Your tasks:
[1] Do these statements agree with the travel account? Answer yes or no for each, quoting the deciding words: (a) The first roadside nap came 100km before Metz. (b) George was traveling by motorcycle. (c) Boris and Tzveti gave the narrator a bed.
[2] According to the travel account, why was the narrator able to take George to the street he was looking for?

Text to read:

** START **

I had my first roadside nap 100km before Metz. I had been dreaming of a roadside nap since my trip to ski in March when the elements (all of them) didn’t let me have a nap. It was just a technical stop, lay on the curb and close my eyes. It was sunny, naps in the sun are the best, you wake up completely recharged and ready to take on the rest of the road.

When I arrived to Metz, I was greeted by my good friends Boris and Tzveti who provided me with a couch and a nice dinner and of course some rakia. I was so tired that it completely knocked me out, although the wine may have contributed to the TKO.

Big cathedral doesn't fit the lens
The beautiful Metz Cathedral

Today was Metz visit day and working on the bike day. See, I have this Scottoiler that I had bought off the internet and that I still hadn’t installed. So, after noon I went out for a stroll and next to a city map I ran into this George guy, he’s a tattoo artist and he is traveling by bicycle, from Leeds in the UK to Portugal via Rome, from one tattoo parlor to the next one. Haha, yes, via Rome, that’s what he said. We talked for a while about the road and how he was managing on his 2-gear bike and then I took him to the street he was looking for, a little advantage I still have while I’m in France: 3G.

** END **

[Records contained in a dataset]

** START **

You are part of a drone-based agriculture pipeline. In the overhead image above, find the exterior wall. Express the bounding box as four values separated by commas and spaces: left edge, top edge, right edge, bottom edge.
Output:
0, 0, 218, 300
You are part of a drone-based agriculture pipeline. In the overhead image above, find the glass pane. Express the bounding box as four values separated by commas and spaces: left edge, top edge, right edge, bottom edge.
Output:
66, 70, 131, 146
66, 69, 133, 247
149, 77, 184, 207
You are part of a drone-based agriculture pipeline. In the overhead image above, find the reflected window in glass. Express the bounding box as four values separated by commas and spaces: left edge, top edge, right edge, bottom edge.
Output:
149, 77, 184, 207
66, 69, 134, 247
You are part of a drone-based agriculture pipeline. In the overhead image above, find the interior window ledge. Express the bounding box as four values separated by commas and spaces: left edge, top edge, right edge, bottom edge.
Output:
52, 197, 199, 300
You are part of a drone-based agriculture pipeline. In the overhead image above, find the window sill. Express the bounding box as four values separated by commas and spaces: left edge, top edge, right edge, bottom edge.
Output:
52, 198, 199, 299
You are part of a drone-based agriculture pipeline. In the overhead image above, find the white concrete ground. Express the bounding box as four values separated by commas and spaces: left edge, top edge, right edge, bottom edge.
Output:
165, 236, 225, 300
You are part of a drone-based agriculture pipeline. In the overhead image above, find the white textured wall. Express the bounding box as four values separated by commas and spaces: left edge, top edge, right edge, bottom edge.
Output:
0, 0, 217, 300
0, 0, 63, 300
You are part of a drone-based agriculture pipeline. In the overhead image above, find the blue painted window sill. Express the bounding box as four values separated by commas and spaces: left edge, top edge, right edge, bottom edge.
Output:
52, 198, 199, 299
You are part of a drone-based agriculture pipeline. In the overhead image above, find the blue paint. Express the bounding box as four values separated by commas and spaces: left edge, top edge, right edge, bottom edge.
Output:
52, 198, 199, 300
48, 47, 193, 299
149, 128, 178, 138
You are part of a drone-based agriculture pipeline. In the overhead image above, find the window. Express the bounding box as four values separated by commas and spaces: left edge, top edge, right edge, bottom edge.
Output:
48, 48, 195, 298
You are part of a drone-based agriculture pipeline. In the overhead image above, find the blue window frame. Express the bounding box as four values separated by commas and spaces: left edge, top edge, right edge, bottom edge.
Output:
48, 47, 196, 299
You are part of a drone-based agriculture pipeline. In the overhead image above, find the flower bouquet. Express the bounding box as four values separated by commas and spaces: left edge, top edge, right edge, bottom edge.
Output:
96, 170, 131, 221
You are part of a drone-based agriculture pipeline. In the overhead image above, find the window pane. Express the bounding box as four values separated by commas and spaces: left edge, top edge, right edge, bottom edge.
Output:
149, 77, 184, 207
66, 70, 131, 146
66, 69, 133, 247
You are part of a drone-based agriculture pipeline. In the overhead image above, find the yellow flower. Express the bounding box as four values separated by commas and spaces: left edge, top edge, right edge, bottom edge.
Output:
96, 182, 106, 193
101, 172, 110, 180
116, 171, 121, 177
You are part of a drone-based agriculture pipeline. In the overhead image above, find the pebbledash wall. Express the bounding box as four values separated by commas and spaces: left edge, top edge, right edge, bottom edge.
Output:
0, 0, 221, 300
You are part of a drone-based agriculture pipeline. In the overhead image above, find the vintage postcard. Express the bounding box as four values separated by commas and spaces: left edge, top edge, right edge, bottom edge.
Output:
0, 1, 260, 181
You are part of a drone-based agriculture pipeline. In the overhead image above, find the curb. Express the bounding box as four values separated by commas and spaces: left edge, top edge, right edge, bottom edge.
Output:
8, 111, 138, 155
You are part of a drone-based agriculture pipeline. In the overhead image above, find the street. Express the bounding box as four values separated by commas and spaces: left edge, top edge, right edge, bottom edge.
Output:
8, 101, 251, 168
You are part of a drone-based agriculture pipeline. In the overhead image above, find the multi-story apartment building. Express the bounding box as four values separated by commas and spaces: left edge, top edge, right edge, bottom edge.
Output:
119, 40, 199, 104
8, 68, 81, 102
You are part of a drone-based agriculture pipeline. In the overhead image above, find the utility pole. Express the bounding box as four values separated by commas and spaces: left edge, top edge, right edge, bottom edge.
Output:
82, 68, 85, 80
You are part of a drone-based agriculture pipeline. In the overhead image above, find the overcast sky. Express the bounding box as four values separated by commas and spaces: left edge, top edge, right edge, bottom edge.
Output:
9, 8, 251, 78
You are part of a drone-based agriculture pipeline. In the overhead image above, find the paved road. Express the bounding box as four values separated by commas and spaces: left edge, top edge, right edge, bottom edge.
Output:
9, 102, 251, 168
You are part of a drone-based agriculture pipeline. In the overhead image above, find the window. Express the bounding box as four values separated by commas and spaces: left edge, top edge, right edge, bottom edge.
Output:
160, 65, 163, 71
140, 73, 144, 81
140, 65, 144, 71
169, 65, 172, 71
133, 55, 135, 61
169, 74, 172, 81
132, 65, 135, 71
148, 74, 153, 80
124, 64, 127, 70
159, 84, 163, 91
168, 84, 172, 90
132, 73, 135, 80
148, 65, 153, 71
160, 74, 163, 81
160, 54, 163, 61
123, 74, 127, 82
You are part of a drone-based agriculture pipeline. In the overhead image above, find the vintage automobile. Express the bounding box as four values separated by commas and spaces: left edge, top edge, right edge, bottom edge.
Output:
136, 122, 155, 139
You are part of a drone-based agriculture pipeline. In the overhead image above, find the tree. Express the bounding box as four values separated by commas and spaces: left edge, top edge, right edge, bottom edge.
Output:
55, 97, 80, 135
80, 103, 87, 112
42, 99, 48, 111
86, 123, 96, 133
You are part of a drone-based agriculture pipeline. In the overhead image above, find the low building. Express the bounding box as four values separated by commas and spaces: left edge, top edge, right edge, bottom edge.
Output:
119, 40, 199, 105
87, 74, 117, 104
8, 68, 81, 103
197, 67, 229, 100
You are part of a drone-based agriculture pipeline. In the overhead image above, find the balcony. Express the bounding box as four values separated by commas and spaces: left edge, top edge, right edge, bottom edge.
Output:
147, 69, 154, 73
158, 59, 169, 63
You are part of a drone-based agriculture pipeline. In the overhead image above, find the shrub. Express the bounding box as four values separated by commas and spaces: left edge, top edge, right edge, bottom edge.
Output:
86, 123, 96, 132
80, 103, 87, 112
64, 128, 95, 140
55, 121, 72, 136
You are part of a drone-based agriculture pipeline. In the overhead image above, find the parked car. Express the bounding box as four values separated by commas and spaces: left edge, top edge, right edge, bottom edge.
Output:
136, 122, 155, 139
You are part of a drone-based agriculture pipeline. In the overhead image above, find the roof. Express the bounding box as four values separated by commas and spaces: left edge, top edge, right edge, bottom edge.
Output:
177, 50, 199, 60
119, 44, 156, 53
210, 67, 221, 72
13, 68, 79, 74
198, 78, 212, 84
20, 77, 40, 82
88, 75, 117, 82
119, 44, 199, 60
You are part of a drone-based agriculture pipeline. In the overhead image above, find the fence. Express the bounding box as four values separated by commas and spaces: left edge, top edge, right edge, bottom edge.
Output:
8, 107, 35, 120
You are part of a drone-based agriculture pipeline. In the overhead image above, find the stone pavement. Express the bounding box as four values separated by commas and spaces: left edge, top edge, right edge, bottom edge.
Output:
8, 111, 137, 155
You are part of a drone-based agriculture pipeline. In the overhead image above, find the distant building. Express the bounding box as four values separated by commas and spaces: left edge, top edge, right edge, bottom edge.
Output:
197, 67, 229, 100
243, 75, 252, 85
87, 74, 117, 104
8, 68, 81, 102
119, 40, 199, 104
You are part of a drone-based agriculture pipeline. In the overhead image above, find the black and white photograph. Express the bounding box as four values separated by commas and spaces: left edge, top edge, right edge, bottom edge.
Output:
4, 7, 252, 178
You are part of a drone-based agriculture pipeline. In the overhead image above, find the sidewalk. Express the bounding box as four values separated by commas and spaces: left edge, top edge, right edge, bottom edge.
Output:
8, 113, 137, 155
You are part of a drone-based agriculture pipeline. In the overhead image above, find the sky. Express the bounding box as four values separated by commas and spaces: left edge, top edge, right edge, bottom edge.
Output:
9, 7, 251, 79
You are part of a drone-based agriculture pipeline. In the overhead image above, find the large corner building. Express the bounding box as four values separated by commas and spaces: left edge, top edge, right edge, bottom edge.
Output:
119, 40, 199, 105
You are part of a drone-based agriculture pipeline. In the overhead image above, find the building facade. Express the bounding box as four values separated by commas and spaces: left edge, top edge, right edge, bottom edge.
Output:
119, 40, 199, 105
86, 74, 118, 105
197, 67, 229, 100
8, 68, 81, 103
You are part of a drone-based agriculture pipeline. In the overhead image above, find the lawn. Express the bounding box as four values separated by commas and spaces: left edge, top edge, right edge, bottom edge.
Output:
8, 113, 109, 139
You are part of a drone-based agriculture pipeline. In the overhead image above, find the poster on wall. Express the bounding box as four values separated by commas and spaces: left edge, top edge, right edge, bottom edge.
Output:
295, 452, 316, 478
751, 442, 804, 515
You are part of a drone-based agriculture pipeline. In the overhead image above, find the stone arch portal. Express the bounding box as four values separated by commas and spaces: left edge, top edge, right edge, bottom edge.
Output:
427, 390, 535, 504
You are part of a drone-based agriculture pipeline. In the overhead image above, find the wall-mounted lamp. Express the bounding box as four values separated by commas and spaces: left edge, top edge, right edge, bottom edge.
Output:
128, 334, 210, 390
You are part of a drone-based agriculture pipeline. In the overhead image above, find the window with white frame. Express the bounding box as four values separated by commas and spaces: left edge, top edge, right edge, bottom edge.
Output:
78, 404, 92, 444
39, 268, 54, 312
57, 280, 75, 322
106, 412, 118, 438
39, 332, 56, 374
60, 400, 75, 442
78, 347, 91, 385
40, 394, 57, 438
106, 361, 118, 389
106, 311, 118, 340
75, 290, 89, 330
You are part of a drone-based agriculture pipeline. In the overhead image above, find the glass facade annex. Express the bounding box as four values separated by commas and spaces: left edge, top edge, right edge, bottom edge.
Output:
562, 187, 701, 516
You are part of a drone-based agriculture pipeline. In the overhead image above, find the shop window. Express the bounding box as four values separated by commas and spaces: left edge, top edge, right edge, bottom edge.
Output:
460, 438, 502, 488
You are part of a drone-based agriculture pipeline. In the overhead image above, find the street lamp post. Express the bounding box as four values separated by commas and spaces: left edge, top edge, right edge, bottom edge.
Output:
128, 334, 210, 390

** END **

Responses to the exercise:
[1]
(a) Yes: "I had my first roadside nap 100km before Metz."
(b) No: "he is traveling by bicycle"
(c) No: "who provided me with a couch and a nice dinner"

[2] The narrator still had 3G while in France, which the travel account calls "a little advantage." That let the narrator guide George to the street.